Extracted data entries:
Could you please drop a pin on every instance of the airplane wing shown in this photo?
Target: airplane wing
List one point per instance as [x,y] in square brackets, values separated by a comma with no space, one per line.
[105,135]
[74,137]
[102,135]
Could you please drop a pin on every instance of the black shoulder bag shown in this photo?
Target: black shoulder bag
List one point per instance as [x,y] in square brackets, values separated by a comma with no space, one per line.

▶ GOAL OF THE EXERCISE:
With "photo" as the search word, count the matching lines in the records and give the number alone.

▶ SOLUTION FOR THIS EXERCISE:
2